# [Written exercise]
Recast everything from the line containing "gravel ground, one line per instance." down to the line containing "Phrase: ace of hearts card", both included, as a Markdown table with the columns Row and Line, where Row is a running number. Leave out any blank lines.

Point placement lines
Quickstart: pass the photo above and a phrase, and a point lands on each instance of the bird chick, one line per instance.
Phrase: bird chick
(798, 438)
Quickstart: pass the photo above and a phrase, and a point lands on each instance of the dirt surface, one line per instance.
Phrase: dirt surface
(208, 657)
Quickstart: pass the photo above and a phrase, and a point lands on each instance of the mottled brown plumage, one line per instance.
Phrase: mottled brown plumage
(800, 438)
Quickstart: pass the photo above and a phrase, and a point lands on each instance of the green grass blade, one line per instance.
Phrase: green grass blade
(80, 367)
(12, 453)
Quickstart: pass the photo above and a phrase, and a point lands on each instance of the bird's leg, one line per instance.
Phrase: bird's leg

...

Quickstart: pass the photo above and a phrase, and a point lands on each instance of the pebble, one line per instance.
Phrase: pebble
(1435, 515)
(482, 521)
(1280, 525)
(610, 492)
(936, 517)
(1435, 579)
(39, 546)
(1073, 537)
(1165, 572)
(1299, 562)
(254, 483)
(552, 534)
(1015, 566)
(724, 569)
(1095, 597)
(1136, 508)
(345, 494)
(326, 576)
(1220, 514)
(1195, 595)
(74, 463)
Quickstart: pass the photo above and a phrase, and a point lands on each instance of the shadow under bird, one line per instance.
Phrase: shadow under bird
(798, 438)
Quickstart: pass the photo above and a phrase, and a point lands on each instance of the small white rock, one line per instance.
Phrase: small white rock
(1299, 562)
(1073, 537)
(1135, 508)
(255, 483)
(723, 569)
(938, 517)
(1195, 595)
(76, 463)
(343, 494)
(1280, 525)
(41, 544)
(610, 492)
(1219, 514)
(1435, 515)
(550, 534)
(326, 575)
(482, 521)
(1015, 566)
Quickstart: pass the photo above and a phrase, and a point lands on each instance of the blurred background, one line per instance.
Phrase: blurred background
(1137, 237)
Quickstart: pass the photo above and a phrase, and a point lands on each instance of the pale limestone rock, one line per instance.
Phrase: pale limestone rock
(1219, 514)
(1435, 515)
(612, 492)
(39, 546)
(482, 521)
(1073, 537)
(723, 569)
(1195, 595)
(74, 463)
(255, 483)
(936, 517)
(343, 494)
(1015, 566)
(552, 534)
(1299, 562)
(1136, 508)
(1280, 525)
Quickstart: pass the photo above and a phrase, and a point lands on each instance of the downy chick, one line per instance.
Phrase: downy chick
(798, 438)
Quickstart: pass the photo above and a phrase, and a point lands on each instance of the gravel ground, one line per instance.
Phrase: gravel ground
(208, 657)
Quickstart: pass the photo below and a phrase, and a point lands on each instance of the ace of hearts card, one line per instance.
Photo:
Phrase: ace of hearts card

# [Solution to the problem]
| Row | Line |
|---|---|
| 1 | Quickstart: pass the photo above and a phrase, and a point lands on each instance of the gravel ground, one line per instance. |
| 2 | Phrase: gravel ground |
| 3 | (208, 657) |
| 4 | Quickstart: pass the photo below and a phrase, and a point lands on each instance of the ace of hearts card, one line per instance. |
| 5 | Photo: |
| 6 | Phrase: ace of hearts card |